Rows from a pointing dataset
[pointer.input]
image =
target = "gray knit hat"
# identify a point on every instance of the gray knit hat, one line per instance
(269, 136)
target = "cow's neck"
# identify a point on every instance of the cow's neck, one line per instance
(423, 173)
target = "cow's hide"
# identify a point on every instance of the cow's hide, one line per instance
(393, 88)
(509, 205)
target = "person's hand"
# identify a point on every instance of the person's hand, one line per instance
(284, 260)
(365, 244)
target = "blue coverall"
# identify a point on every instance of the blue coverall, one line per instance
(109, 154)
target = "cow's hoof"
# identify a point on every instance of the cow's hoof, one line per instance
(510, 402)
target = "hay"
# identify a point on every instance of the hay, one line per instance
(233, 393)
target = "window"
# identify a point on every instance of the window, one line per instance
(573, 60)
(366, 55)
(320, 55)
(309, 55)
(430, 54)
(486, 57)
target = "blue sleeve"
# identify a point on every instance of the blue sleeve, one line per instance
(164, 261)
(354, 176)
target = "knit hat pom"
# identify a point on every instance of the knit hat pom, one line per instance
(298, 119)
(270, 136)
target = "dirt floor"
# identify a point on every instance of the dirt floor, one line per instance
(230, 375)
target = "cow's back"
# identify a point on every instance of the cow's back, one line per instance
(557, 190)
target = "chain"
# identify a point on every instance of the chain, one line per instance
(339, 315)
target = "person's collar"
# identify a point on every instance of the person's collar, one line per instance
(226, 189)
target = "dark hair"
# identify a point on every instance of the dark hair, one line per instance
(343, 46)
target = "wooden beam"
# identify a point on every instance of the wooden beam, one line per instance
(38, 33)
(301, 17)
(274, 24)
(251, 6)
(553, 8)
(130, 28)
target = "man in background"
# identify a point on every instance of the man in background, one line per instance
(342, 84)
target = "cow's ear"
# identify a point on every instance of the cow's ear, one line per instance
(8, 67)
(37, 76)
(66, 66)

What to produce:
Using the data above, return each line exactly as written.

Answer to this exercise:
[pointer.input]
image =
target = "gray knit hat"
# identify a point on every instance of the gray knit hat, one line per instance
(269, 136)
target = "cow's neck"
# identify a point on every instance of the cow's neck, one line per instance
(423, 173)
target = "cow's hide"
# identify a point on every instance of the cow's hide, one line per instance
(393, 88)
(509, 205)
target = "person's hand"
# identify a point on every instance of the person's hand, one line per instance
(284, 260)
(365, 244)
target = "blue coverall"
# identify a point on every instance of the blue coverall, one line per instance
(109, 154)
target = "cow's hoof"
# identify a point on every instance of the cow's hoof, one line per instance
(510, 402)
target = "hay"
# identify a point on every instance of the hay, one line per instance
(233, 393)
target = "window"
# identify a point on every instance of the window, one line per instance
(573, 60)
(366, 55)
(320, 55)
(309, 55)
(430, 54)
(486, 57)
target = "blue sleeve"
# identify a point on every instance of the blue sleeve, one line per instance
(164, 261)
(354, 176)
target = "knit hat pom"
# identify a point on every instance of the knit hat pom, one line per instance
(298, 119)
(270, 136)
target = "dirt floor"
# identify a point on every instance of the dirt floor, one line per instance
(230, 375)
target = "cow's back"
# identify a point on every instance of the cow's back, one line per instance
(557, 190)
target = "chain"
# identify a point on every instance of the chain, one line per instance
(339, 315)
target = "person's collar"
# identify a point on every instance of the person's collar, one line per instance
(226, 189)
target = "dark hair"
# identify a point on every instance of the dark hair, one line per instance
(343, 46)
target = "wooden beam"
# identify a point on every instance of the wooden beam, one line per instance
(38, 33)
(301, 17)
(274, 24)
(251, 6)
(553, 8)
(130, 28)
target = "man in background"
# identify a point on every instance of the man in background, one line per instance
(342, 84)
target = "cow's ear"
# identify a point on every instance of the cow's ear, one line per instance
(8, 67)
(37, 76)
(66, 66)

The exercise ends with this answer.